§ Excerpts from a detection dataset:
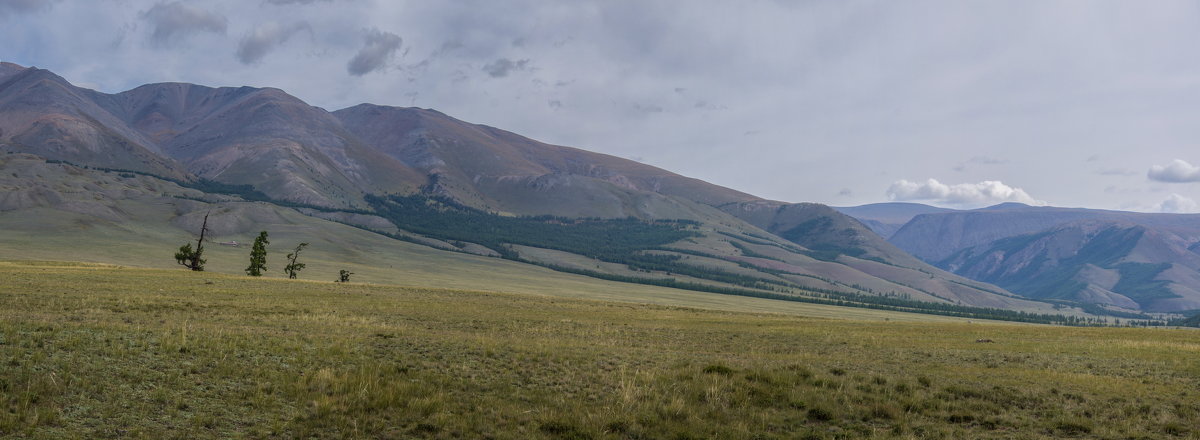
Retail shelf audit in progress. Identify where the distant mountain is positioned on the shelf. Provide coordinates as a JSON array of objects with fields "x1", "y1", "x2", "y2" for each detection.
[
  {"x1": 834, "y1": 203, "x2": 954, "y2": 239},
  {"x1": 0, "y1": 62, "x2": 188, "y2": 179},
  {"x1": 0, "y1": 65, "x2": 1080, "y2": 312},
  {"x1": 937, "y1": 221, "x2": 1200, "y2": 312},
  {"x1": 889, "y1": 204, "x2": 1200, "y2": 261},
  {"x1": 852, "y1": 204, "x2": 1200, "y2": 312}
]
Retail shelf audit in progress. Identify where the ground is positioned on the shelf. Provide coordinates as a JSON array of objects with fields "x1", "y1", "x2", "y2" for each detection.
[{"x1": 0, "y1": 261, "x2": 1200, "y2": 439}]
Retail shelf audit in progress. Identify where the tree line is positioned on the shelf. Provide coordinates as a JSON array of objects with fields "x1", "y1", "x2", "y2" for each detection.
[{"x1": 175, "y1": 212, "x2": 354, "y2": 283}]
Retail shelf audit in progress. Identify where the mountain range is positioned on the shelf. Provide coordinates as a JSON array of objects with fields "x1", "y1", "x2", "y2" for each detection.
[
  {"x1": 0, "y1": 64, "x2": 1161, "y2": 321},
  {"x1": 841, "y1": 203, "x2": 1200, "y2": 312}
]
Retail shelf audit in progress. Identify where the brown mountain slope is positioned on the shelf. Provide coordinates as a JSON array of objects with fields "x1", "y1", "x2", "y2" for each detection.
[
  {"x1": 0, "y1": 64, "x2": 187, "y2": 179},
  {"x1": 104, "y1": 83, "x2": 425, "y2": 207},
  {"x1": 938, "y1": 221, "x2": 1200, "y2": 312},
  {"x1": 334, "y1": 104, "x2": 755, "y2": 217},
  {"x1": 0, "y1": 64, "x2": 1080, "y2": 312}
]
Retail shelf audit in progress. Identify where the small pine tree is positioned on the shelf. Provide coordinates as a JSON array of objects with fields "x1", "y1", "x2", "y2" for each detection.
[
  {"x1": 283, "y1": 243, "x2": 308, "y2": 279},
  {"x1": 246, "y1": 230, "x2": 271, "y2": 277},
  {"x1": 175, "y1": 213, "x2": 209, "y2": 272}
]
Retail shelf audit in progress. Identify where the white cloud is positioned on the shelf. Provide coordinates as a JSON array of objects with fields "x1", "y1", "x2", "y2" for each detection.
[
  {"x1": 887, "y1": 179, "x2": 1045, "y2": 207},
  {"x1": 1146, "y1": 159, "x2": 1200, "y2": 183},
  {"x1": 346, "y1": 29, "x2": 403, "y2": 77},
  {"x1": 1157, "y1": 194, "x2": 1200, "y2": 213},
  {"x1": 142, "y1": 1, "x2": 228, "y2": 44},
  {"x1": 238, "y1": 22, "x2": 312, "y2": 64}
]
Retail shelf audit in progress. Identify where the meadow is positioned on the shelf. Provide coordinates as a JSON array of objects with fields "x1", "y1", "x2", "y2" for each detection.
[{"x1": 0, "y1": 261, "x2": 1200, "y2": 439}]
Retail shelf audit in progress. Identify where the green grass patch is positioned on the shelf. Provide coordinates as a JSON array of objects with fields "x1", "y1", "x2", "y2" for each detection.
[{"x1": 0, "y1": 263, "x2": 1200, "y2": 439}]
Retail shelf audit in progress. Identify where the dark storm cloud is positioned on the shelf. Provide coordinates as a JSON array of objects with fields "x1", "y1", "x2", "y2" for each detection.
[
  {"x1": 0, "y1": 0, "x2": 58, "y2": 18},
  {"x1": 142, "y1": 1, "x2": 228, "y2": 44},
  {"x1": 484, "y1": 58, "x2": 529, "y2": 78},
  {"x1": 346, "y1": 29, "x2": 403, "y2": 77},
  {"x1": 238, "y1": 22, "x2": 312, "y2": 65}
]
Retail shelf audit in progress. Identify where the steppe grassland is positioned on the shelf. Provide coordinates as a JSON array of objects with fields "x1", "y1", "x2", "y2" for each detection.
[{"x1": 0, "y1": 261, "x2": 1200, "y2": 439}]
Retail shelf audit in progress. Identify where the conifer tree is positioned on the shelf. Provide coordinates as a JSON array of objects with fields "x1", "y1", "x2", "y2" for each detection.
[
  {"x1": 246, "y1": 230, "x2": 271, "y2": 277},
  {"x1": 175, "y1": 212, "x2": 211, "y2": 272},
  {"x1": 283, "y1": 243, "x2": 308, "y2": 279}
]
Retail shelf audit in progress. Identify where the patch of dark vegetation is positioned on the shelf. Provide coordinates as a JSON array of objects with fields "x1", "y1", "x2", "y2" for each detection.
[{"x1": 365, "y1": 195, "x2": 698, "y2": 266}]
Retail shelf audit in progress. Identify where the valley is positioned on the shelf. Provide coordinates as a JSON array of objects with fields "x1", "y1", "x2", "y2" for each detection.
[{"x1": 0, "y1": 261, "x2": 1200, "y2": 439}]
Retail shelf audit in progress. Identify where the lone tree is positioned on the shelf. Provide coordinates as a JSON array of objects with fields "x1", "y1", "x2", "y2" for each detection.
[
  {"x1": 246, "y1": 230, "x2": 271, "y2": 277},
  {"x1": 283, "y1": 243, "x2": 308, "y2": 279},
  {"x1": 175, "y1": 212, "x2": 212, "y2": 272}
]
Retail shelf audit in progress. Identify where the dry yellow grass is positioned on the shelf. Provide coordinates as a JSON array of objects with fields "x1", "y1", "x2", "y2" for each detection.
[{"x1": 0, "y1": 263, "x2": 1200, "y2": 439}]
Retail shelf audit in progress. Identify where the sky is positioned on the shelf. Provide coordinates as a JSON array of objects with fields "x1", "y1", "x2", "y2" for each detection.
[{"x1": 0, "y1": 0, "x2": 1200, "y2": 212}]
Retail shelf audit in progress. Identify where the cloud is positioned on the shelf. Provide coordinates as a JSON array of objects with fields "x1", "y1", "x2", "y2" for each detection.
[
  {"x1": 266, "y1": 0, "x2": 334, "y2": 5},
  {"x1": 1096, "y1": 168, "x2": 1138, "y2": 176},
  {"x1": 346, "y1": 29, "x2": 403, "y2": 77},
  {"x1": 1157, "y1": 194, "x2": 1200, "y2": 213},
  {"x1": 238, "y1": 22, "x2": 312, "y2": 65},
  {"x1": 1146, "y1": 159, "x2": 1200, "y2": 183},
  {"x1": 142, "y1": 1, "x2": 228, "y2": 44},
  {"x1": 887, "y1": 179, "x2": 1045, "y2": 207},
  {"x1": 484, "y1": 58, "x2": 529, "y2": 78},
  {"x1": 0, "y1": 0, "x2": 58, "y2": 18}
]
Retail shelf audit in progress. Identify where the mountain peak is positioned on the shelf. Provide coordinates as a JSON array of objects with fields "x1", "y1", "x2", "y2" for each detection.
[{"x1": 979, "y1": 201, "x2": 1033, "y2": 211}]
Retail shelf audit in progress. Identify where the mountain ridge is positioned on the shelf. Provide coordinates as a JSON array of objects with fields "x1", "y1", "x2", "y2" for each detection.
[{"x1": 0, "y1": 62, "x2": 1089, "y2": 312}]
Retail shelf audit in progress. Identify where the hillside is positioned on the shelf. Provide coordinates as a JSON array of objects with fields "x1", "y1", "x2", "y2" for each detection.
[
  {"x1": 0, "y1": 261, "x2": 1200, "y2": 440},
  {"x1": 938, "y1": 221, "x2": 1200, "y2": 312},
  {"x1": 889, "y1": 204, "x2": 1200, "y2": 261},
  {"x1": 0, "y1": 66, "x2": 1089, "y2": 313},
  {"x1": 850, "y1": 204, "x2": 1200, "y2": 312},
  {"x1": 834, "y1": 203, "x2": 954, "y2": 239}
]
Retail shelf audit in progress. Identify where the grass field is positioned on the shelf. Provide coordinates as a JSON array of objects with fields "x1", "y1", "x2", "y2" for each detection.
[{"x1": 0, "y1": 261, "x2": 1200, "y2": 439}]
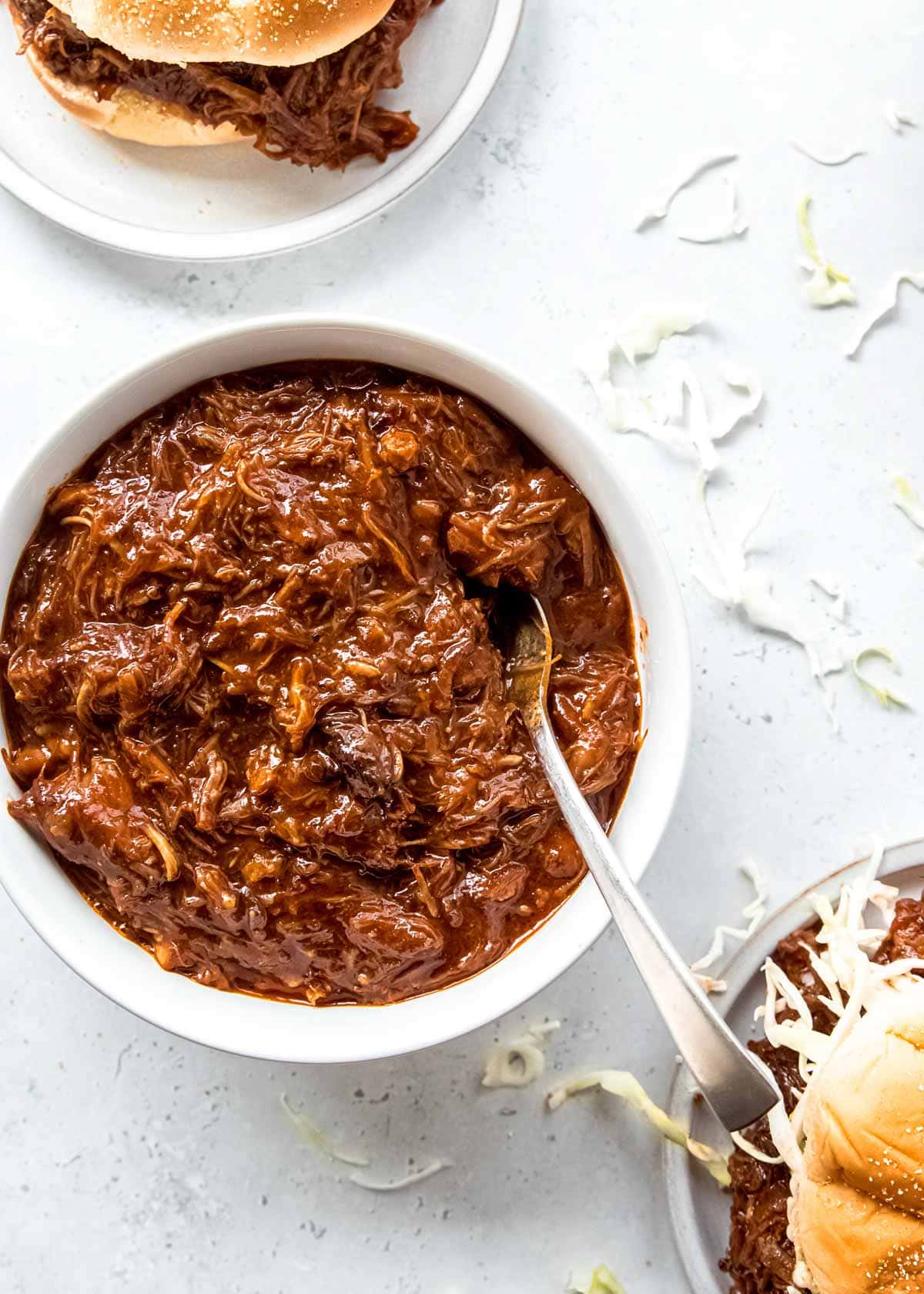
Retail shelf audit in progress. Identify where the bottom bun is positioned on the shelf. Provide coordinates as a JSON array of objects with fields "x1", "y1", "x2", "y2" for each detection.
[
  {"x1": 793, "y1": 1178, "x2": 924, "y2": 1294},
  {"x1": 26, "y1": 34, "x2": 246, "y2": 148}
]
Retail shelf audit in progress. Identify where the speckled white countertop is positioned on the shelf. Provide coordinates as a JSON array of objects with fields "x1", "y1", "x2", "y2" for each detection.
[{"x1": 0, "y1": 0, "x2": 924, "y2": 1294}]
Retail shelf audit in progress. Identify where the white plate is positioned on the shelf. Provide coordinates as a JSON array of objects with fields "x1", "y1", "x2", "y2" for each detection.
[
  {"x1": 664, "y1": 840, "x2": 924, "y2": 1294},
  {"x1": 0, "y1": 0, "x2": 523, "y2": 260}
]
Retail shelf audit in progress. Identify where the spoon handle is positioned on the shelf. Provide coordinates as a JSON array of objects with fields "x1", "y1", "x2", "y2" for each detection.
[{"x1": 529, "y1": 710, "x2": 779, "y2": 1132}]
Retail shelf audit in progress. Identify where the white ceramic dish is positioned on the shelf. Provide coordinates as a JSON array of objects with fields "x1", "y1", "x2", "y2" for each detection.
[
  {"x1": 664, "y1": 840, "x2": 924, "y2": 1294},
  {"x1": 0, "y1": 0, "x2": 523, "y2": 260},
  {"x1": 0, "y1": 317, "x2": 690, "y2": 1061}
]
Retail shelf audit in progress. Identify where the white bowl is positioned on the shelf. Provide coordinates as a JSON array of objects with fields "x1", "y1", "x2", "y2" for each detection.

§ PROBLEM DESCRIPTION: Count the lines in the items above that contain the string "white", with case counting, and reply with only that number.

§ FINAL RESULT: 5